Transcribe, word for word, the line containing "drop one pin per instance, shaped like <point>310,83</point>." and each line following it through the end of the listing below. Omit all other lines.

- Opening Delimiter -

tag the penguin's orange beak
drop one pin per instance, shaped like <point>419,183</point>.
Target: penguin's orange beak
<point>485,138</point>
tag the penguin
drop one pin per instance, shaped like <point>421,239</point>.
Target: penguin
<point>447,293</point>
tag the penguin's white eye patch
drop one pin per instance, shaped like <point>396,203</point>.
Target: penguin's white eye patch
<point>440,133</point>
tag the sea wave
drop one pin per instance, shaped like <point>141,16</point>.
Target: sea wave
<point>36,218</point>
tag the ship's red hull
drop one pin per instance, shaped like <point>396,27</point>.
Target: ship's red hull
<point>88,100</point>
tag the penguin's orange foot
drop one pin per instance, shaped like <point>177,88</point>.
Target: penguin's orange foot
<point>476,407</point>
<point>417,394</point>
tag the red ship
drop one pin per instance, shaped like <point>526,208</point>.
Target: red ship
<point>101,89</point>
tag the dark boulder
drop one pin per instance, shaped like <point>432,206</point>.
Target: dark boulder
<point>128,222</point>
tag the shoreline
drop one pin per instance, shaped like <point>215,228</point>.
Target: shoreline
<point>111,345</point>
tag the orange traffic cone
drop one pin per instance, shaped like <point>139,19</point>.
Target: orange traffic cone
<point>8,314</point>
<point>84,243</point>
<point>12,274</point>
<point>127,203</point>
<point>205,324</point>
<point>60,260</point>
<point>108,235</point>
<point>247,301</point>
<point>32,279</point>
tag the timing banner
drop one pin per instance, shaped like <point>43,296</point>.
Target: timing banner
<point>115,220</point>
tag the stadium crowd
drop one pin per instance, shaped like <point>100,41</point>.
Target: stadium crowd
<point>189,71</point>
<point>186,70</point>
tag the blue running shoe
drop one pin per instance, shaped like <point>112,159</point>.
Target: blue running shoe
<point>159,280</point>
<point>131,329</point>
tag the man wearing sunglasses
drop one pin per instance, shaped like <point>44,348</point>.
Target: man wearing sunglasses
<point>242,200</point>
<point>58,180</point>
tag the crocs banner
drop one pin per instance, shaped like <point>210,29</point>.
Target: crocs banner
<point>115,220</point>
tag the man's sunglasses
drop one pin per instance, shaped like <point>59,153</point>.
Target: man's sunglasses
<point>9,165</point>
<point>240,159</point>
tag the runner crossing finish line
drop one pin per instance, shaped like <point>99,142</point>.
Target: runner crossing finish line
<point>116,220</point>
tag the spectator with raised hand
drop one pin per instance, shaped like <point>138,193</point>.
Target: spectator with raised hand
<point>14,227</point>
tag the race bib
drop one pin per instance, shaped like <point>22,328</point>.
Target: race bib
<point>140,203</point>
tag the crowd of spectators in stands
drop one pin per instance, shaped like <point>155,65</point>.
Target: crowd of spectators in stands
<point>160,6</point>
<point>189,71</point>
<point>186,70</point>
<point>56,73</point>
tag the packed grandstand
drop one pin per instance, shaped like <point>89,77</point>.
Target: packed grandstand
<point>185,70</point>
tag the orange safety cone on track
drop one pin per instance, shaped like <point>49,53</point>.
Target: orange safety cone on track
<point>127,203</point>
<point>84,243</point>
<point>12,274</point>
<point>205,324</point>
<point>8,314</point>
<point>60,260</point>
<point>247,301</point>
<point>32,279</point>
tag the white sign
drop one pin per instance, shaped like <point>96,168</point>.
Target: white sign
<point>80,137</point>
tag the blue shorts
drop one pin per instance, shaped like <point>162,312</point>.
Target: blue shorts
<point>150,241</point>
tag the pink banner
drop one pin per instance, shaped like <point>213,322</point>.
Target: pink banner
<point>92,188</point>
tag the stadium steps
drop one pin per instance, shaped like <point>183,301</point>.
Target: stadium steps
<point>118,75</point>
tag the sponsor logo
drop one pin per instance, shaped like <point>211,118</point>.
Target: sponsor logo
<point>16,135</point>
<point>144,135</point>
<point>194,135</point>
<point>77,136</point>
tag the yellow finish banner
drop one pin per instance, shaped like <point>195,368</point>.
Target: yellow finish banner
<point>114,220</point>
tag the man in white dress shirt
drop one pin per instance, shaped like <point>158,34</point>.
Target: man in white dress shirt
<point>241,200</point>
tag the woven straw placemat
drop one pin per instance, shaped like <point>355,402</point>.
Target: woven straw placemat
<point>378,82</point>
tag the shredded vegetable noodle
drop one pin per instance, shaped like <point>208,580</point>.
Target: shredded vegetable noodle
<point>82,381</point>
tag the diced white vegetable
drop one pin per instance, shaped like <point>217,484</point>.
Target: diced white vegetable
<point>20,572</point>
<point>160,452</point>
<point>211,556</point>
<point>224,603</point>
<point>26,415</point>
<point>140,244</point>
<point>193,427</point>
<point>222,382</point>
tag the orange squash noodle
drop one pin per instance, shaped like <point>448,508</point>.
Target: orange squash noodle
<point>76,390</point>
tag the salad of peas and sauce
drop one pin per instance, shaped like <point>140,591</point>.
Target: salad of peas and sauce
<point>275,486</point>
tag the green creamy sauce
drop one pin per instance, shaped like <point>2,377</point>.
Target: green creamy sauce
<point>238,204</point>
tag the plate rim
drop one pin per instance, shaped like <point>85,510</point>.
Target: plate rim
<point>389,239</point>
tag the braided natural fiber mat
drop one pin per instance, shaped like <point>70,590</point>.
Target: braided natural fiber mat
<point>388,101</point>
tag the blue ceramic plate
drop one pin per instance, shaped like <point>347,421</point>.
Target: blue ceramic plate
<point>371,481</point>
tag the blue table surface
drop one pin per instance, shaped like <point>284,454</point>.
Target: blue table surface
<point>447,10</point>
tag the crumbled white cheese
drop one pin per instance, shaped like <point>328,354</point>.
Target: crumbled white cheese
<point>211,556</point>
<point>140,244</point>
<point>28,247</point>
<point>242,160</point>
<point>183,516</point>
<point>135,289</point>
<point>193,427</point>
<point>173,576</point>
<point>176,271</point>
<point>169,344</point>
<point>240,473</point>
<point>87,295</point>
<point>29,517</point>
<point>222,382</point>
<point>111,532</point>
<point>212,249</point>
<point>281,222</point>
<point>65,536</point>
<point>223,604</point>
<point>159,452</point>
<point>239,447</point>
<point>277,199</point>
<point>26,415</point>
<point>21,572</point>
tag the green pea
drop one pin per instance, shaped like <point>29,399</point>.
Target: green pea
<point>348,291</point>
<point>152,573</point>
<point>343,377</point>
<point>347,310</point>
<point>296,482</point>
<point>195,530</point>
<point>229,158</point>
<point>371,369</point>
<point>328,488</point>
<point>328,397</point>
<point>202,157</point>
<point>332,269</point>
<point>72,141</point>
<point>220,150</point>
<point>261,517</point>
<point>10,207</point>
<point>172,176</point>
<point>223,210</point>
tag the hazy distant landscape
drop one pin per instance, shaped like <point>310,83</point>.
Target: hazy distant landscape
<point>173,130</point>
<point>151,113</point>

- Closing Delimiter -

- _RESPONSE AREA_
drop one pin per instance, shaped like <point>310,83</point>.
Target: hazy distant landscape
<point>173,130</point>
<point>151,113</point>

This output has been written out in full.